■ Directions
Only lines holding the word "Give" are needed; copy each of them from the material.

■ Record excerpts
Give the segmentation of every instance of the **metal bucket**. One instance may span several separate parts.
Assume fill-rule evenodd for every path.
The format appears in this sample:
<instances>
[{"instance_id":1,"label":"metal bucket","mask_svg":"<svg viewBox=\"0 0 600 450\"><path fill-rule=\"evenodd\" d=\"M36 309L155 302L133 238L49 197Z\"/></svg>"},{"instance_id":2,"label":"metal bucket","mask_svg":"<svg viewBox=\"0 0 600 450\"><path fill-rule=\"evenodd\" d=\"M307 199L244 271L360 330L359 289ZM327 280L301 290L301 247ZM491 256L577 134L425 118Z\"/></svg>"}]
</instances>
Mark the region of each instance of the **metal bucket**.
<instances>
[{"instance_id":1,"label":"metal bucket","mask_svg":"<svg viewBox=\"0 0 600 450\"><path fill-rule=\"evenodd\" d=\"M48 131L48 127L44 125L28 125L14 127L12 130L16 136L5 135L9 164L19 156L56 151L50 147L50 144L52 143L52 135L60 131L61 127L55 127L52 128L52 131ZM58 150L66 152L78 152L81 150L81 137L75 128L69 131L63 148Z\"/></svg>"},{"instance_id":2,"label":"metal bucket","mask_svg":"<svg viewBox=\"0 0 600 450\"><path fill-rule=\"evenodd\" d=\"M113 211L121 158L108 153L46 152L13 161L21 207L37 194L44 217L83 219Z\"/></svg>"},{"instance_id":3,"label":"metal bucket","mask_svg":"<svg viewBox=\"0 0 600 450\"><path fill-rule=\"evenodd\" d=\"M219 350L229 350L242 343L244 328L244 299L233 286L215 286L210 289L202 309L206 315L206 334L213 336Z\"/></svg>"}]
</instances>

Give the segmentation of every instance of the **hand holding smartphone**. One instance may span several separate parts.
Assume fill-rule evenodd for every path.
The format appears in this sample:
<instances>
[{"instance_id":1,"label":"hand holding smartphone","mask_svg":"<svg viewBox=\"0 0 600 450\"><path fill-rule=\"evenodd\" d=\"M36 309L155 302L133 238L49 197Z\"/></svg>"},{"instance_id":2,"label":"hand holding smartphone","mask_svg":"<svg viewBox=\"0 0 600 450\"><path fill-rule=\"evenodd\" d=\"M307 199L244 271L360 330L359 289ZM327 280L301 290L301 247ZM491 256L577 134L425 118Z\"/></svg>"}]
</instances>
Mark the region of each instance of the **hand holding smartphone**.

■ Answer for the task
Give the segmentation of every instance of the **metal bucket**. One instance may span several separate parts.
Give the segmentation of every instance of the **hand holding smartphone**. One instance may span several separate parts.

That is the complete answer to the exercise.